[Opening Source passage section]

Drops the SKILL.md into .claude/skills/hicks-law-defaults.md. Works with Claude Code, Cursor, and any agent that loads SKILL.md files from .claude/skills/.

Hick's Law: defaults as the primary mitigation

Strong defaults are the highest-leverage way to reduce Hick's Law cost. When the system pre-selects the most likely option, the user faces a much smaller decision: "accept the default" or "look at the alternatives." Most users accept; the decision is effectively zero cost. The minority who don't accept now do face the original Hick's Law cost — but only when their preferences differ from the default.

When to invest in a default

A good default is worth the design effort when:

  • One option is significantly more likely than the others. If 60–80%+ of users want option X, defaulting to X serves most of them at no cost.
  • The cost of "wrong" is recoverable. Users can change the default after the fact without losing work.
  • You can predict the right default from context. User's locale, previous behavior, role, or the immediate task often disclose the right answer.

[Closing Source passage section]
[Opening Material supplied section]

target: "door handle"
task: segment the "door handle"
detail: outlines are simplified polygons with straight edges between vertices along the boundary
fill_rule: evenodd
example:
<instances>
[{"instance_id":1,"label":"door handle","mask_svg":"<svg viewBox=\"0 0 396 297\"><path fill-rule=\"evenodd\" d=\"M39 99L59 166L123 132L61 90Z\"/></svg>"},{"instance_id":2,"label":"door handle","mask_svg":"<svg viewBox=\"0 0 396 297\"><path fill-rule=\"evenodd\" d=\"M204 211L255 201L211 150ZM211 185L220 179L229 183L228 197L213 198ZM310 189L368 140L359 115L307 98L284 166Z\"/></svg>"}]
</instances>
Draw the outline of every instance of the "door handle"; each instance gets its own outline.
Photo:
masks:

[Closing Material supplied section]
[Opening Material supplied section]

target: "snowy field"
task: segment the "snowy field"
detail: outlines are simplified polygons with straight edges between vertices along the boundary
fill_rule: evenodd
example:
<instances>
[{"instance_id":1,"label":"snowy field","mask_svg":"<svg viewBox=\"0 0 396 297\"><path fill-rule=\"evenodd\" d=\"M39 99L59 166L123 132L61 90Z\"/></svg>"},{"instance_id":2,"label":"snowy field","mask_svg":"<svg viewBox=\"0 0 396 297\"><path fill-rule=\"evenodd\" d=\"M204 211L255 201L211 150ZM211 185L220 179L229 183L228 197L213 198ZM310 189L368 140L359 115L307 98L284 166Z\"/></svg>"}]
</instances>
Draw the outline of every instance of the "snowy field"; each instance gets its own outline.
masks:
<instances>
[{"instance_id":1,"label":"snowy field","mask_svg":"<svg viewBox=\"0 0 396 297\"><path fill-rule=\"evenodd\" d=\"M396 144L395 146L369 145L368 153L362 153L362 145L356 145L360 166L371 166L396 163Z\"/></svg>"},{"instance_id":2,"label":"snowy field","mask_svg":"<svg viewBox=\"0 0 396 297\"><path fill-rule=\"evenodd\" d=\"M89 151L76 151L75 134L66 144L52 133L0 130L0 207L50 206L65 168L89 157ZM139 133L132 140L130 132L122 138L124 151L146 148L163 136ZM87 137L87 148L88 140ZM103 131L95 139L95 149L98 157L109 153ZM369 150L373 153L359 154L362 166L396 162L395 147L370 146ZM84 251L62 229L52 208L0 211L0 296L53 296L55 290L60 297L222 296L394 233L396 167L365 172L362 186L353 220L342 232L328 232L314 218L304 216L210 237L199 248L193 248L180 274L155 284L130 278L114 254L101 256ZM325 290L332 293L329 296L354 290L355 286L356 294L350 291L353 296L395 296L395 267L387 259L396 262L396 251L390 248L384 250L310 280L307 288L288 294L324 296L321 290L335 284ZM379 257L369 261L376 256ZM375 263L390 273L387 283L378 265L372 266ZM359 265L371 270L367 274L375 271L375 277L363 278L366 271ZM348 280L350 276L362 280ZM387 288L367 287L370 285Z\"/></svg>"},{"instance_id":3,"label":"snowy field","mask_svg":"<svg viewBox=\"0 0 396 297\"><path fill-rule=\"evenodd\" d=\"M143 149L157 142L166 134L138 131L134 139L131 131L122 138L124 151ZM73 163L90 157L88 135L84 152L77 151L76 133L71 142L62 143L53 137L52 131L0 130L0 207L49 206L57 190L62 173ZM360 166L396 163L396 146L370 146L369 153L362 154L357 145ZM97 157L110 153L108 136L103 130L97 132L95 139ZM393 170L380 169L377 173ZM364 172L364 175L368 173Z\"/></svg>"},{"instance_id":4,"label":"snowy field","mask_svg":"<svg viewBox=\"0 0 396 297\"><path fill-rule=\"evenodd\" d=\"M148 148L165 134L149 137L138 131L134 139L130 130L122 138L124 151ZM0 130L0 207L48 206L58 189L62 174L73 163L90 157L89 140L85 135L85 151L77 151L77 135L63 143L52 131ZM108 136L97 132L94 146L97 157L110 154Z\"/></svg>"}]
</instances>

[Closing Material supplied section]
[Opening Material supplied section]

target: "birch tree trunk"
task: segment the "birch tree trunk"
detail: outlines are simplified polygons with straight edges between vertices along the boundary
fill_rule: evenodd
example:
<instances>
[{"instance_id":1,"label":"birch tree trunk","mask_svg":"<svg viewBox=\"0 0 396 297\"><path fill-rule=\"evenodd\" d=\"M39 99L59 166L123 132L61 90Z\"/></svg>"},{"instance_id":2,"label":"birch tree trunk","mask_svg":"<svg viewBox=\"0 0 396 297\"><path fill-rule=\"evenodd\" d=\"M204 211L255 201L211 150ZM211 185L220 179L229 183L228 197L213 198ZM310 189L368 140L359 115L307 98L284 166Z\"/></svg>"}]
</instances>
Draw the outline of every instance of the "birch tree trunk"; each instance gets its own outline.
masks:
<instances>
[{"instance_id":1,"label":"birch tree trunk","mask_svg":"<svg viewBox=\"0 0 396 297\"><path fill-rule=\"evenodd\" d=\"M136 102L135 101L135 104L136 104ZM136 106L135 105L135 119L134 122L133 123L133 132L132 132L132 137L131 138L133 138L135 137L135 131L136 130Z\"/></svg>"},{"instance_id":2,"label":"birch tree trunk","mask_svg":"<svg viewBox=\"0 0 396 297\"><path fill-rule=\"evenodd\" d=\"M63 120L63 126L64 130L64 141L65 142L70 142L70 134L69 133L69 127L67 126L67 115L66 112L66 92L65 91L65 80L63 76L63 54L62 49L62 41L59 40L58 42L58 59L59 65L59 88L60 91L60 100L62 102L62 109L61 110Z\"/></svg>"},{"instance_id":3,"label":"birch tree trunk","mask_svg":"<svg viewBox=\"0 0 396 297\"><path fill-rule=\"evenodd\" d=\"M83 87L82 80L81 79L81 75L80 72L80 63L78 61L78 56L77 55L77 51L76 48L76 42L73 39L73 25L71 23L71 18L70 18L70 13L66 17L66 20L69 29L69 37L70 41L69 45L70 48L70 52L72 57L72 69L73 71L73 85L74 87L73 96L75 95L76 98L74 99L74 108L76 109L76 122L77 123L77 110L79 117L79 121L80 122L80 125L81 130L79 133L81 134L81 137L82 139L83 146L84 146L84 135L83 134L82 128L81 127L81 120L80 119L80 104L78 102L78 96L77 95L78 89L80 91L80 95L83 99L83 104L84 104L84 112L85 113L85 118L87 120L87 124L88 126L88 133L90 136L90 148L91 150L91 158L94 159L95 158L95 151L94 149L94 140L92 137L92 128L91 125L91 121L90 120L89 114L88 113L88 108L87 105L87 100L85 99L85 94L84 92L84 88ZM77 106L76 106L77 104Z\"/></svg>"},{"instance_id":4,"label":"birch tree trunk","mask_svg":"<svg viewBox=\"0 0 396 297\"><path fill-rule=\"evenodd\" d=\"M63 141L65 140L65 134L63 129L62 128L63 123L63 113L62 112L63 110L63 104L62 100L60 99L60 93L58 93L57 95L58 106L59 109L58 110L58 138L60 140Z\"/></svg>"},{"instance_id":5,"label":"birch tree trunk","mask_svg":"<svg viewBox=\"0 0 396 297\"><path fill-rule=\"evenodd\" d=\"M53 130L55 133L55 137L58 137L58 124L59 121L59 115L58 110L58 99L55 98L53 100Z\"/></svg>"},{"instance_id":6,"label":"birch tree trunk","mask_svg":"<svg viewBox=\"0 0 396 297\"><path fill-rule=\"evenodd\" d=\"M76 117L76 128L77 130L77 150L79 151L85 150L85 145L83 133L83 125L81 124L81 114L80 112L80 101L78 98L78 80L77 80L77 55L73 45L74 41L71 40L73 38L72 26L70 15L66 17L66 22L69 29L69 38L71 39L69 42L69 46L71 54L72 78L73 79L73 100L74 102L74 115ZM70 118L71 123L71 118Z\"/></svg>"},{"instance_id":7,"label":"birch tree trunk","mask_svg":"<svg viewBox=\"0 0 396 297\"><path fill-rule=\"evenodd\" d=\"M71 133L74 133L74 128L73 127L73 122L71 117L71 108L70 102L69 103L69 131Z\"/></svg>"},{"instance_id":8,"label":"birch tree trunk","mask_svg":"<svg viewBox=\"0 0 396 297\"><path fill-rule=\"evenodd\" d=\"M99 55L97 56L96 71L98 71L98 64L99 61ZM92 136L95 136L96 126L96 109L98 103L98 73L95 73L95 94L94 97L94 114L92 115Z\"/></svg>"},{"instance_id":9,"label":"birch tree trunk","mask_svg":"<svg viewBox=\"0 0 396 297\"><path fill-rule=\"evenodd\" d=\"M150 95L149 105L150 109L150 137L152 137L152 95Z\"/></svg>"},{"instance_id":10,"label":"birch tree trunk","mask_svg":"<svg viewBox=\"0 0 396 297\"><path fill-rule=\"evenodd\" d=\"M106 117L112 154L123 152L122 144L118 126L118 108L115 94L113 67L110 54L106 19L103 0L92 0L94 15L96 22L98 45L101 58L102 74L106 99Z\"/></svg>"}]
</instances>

[Closing Material supplied section]

Using the information:
a: Answer these questions from the Hick's Law text:
(i) Where does the SKILL.md file get dropped?
(ii) What do most users do when the system pre-selects an option?
(iii) What share of users wanting option X is given as the threshold?
b: Pull out, word for word, the part of the Hick's Law text that opens with the words containing "Drops the SKILL.md" and closes with "from the default.".
The records are separate from the Hick's Law text.

Results for the exercise:
a:
(i) Into .claude/skills/hicks-law-defaults.md.
(ii) They accept the default.
(iii) 60–80%+.

b:
Drops the SKILL.md into .claude/skills/hicks-law-defaults.md. Works with Claude Code, Cursor, and any agent that loads SKILL.md files from .claude/skills/.

Hick's Law: defaults as the primary mitigation

Strong defaults are the highest-leverage way to reduce Hick's Law cost. When the system pre-selects the most likely option, the user faces a much smaller decision: "accept the default" or "look at the alternatives." Most users accept; the decision is effectively zero cost. The minority who don't accept now do face the original Hick's Law cost — but only when their preferences differ from the default.